[Opening Extract section]

Fatal Exertional Heat Stroke and American Football Players: The Need for Regional Heat-Safety Guidelines

Affiliations
Multicenter Study

Fatal Exertional Heat Stroke and American Football Players: The Need for Regional Heat-Safety Guidelines

Andrew J Grundstein et al. J Athl Train. 2018 Jan.

Abstract

Context: Weather-based activity modification in athletics is an important way to minimize heat illnesses. However, many commonly used heat-safety guidelines include a uniform set of heat-stress thresholds that do not account for geographic differences in acclimatization.

Objective: To determine if heat-related fatalities among American football players occurred on days with unusually stressful weather conditions based on the local climate and to assess the need for regional heat-safety guidelines.

Design: Cross-sectional study.

Setting: Data from incidents of fatal exertional heat stroke (EHS) in American football players were obtained from the National Center for Catastrophic Sport Injury Research and the Korey Stringer Institute.

Patients or other participants: Sixty-one American football players at all levels of competition with fatal EHSs from 1980 to 2014.

Main outcome measure(s): We used the wet bulb globe temperature (WBGT) and a z-score WBGT standardized to local climate conditions from 1991 to 2010 to assess the absolute and relative magnitudes of heat stress, respectively.

[Closing Extract section]

* [Action item A]: According to the heat stroke abstract, how many American football players with fatal exertional heat stroke were studied, and over what years?
* [Action item B]: Write out, word for word, the part of the heat stroke abstract that opens with the words containing "Design: Cross-sectional study." and closes with "heat stress, respectively.".

[Opening Source material section]

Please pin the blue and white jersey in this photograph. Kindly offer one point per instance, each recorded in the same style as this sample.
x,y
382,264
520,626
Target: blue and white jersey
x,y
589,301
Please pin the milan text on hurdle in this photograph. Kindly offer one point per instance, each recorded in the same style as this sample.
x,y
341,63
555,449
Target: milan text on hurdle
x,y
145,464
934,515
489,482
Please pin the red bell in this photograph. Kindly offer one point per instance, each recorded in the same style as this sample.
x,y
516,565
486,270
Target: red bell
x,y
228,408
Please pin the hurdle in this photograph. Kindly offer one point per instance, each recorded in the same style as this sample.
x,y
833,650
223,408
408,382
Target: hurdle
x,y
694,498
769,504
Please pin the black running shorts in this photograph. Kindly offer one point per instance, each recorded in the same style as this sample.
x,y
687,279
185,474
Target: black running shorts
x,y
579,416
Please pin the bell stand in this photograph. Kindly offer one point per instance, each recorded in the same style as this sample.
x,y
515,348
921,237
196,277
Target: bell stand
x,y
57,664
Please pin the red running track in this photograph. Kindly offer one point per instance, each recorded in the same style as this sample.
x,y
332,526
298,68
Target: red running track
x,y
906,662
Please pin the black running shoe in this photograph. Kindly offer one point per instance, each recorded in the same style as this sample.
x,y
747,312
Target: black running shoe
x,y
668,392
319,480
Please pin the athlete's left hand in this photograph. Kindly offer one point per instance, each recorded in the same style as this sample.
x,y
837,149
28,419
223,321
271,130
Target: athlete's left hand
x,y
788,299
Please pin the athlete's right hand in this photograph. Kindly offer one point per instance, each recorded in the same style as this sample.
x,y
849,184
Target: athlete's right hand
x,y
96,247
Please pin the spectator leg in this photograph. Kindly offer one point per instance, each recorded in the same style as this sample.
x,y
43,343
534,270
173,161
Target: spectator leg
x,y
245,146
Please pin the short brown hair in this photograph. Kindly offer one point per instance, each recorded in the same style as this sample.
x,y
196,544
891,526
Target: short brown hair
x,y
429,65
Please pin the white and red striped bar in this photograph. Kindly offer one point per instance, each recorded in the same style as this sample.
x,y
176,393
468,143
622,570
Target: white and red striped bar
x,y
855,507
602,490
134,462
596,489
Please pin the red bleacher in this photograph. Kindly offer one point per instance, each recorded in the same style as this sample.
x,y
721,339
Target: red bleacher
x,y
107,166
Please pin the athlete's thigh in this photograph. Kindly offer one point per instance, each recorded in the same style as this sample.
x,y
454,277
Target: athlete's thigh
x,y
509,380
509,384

[Closing Source material section]

* [Task answer A]: Sixty-one players, from 1980 to 2014.

* [Task answer B]:
Design: Cross-sectional study.

Setting: Data from incidents of fatal exertional heat stroke (EHS) in American football players were obtained from the National Center for Catastrophic Sport Injury Research and the Korey Stringer Institute.

Patients or other participants: Sixty-one American football players at all levels of competition with fatal EHSs from 1980 to 2014.

Main outcome measure(s): We used the wet bulb globe temperature (WBGT) and a z-score WBGT standardized to local climate conditions from 1991 to 2010 to assess the absolute and relative magnitudes of heat stress, respectively.